Engine introspection pipelines
Each engine in LLenergyMeasure exposes two complementary introspection pipelines: one that discovers the engine's typed parameter schema, and one that mines the engine's validator behaviour. Both pipelines share the same shape - probe, then introspect or mine, then write a deterministic artefact - but compute different things. Together they produce the full per-engine inventory: the typed surface plus the constraints that govern it.
Why both pipelines exist
An engine surfaces information about its parameters across two
channels. The typed schema (Pydantic models, dataclass fields, msgspec
structs) tells you which parameters exist, what types they accept, and
what defaults they ship with. The validator behaviour (validator
methods, _verify_args calls, conditional raises) tells you which
combinations of parameter values are rejected, normalised, or warned
about. Schema discovery extracts the first; invariant mining extracts
the second.
Either pipeline alone would understate the engine. Without schema discovery the runtime cannot align user fields with the engine's actual parameter surface; without invariant mining it cannot reject invalid combinations before paying the cost of engine initialisation. Running both per engine, against the pinned upstream library version, is what makes the engine first-class as a measurement axis.
The shared shape
Both pipelines follow the same four-stage workflow. The probe gates the work: if the landmark is missing, downstream stages skip. The producer either introspects or mines. The validate stage exists for invariant mining only (schema discovery is deterministic by construction). The writeback stage emits one artefact per pipeline, committed back to the PR branch by the bot.
Per-stage comparison:
| Stage | Schema discovery | Invariant mining |
|---|---|---|
| Probe | Landmark check (engine + class symbols importable) | Landmark check (engine + class symbols importable) |
| Producer | Inspect typed APIs: inspect.signature, Pydantic model_json_schema(), dataclasses.fields(), msgspec.json.schema() | AST walk of validator methods + dynamic Cartesian probing + type-system lifting |
| Validate | Deterministic by construction; no validate stage | Replay each rule against the live library inside the engine container; classify outcomes |
| Output (per-engine) | engines/<engine>/schema.discovered.json | engines/<engine>/invariants.proposed.yaml + engines/<engine>/invariants.validated.yaml |
| Format spec (reference) | Schema discovered format | Invariants corpus format |
| Per-engine digest (auto-generated) | reference/engines/schema-<engine>.md, reference/engines/curation-<engine>.md | reference/engines/invariants-<engine>.md |
Both pipelines run inside the engine's Docker image. The host has no
engine libraries (import transformers, import vllm, import tensorrt_llm all fail by design), so every engine's introspection must
run in the matching container.

■ ■ ■ ■ ■

Assigned task 1.
Answer these questions about the engine introspection text.
(a) Which of the two pipelines has no validate stage?
(b) What file does schema discovery write for each engine?
(c) Why must each engine's introspection run in its matching container?
Assigned task 2. Reproduce the engine introspection text from "The shared shape" to "by the bot." with no changes.
Assigned task 3. Write the next part of the engine introspection text, starting after its last sentence.

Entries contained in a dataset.

■ ■ ■ ■ ■

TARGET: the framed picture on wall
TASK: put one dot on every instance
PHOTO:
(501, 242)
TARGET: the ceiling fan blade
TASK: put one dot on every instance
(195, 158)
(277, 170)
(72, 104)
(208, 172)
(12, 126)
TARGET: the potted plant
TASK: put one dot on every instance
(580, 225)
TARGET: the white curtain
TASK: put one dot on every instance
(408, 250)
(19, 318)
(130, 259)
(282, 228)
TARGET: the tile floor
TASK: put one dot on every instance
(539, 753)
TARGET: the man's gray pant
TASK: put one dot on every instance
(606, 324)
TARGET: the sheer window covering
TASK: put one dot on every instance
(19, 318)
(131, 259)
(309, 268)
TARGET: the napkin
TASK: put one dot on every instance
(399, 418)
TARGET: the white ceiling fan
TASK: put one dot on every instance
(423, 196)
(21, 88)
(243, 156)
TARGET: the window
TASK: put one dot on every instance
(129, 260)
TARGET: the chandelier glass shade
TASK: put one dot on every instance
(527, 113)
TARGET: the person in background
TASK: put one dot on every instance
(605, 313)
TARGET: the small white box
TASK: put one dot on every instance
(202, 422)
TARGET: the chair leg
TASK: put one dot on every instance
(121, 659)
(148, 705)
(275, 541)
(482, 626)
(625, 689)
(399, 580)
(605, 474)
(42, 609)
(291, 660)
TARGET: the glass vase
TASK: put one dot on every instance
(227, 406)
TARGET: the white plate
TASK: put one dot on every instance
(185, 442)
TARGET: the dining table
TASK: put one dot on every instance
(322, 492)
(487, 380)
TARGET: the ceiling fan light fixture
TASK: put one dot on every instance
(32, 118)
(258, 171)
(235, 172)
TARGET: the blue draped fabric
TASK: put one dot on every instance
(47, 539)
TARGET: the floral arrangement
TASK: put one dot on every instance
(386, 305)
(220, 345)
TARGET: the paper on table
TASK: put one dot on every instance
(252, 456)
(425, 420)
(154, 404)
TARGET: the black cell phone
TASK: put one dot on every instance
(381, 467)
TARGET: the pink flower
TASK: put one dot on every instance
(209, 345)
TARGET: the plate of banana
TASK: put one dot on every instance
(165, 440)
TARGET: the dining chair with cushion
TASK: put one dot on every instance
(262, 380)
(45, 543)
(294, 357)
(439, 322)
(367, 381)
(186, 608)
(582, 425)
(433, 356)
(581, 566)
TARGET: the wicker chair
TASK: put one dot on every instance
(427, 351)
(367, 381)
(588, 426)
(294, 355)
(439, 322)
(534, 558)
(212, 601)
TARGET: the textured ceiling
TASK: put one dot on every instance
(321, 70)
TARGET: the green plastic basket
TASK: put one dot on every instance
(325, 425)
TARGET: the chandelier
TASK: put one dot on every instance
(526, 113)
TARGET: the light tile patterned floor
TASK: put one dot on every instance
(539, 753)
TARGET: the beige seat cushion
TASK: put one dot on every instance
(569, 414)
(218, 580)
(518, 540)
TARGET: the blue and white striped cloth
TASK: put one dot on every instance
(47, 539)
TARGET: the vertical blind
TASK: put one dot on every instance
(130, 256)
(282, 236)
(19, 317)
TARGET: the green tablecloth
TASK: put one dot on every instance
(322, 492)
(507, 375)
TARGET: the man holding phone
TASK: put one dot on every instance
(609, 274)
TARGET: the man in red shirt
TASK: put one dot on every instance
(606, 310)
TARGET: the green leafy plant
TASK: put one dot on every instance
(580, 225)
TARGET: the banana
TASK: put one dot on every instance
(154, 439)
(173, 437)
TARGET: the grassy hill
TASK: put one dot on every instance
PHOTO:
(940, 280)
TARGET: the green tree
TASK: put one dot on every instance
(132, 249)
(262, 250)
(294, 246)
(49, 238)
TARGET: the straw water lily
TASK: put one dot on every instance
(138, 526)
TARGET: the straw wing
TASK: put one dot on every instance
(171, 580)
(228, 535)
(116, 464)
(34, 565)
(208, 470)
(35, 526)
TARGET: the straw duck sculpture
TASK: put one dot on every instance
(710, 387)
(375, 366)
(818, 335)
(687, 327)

■ ■ ■ ■ ■

Result 1.
(a) Schema discovery, because it is deterministic by construction.
(b) engines/<engine>/schema.discovered.json
(c) The host has no engine libraries, so importing transformers, vllm or tensorrt_llm fails there by design.

Result 2.
The shared shape
Both pipelines follow the same four-stage workflow. The probe gates the work: if the landmark is missing, downstream stages skip. The producer either introspects or mines. The validate stage exists for invariant mining only (schema discovery is deterministic by construction). The writeback stage emits one artefact per pipeline, committed back to the PR branch by the bot.

Result 3.
Schema discovery in depth
Schema discovery introspects the engine's native Python API surface to produce a typed inventory of all configurable parameters. The introspector imports the live library, walks its config classes, and emits a deterministic JSON envelope.
What the producer does
The introspector is engine-specific: each engine has a module under
scripts/engine_introspectors/ that knows how to walk its own config
surface. The shared envelope and helpers live in
scripts/engine_introspectors/_common.py.
Determinism
Schema discovery is deterministic by construction. The introspector
reads the library's own type annotations and Pydantic schemas; the same
library version always yields the same JSON. The
LLENERGY_DISCOVERY_FROZEN_AT environment variable additionally pins
the discovered_at timestamp to a stable anchor (typically the author
date of the most recent commit touching any input path) so CI re-runs
do not produce a fresh wallclock timestamp on every invocation.
What the artefact contains
Top-level envelope, two parameter sections (engine_params,
sampling_params), and a discovery_limitations list documenting
fields that introspection could not recover. The full reference is
schema discovered format.
What consumes it
scripts/check_pydantic_matches_discovered.py- the drift checker; flags Pydantic fields inengine_configs.pywith no corresponding discovered entry.scripts/generate_curation_doc.py,scripts/generate_schema_doc.py- the doc generators; build thedocs/reference/engines/{schema,curation}-{engine}.mddigests from the loaded schema.- The runtime parameter-discovery layer reads the schema at config-validation time. See parameter discovery.
Change classification
When discovery re-runs against a bumped library version, the diff is
classified by scripts/diff_discovered_schemas.py:
| Change type | Classification | Example |
|---|---|---|
| Field added | safe | New enable_chunked_prefill parameter |
| Description updated | safe | Docstring clarification |
| Default changed | safe | gpu_memory_utilization: 0.9 -> 0.95 |
| Type widened | safe | int -> int | None |
| Field removed | breaking | Deprecated parameter dropped |
| Type narrowed | breaking | int | None -> int |
| Enum value removed | breaking | Quantisation mode dropped |
Metadata fields (discovered_at, engine_commit_sha, image_ref,
base_image_ref) are excluded from classification because they change
on every run.
Invariant mining in depth
Invariant mining extracts validation rules from engine library source code by combining static AST analysis, dynamic combinatorial probing, and type-system lifting. The output is a corpus of invariants - one constraint per rule - that the runtime uses to reject invalid configs before engine initialisation.
Component overview
Three producers, then merge, then replay against the live library:
- The static miner walks the AST of validator methods.
- The dynamic miner instantiates config classes with combinatorial probe values and observes raise / no-raise patterns.
- The lift modules extract constraints directly from type-system
metadata (Pydantic
FieldInfo, msgspecMeta, stdlibLiteral).
Their outputs land in staging, then build_corpus.py merges and
deduplicates by fingerprint. validate_invariants.py replays every
rule against the live library inside the engine container; confirmed
rules ship in the validated YAML, quarantined rules land in
_staging/_failed_*.yaml.
Static miner
The static miner reads engine library source via inspect.getsource()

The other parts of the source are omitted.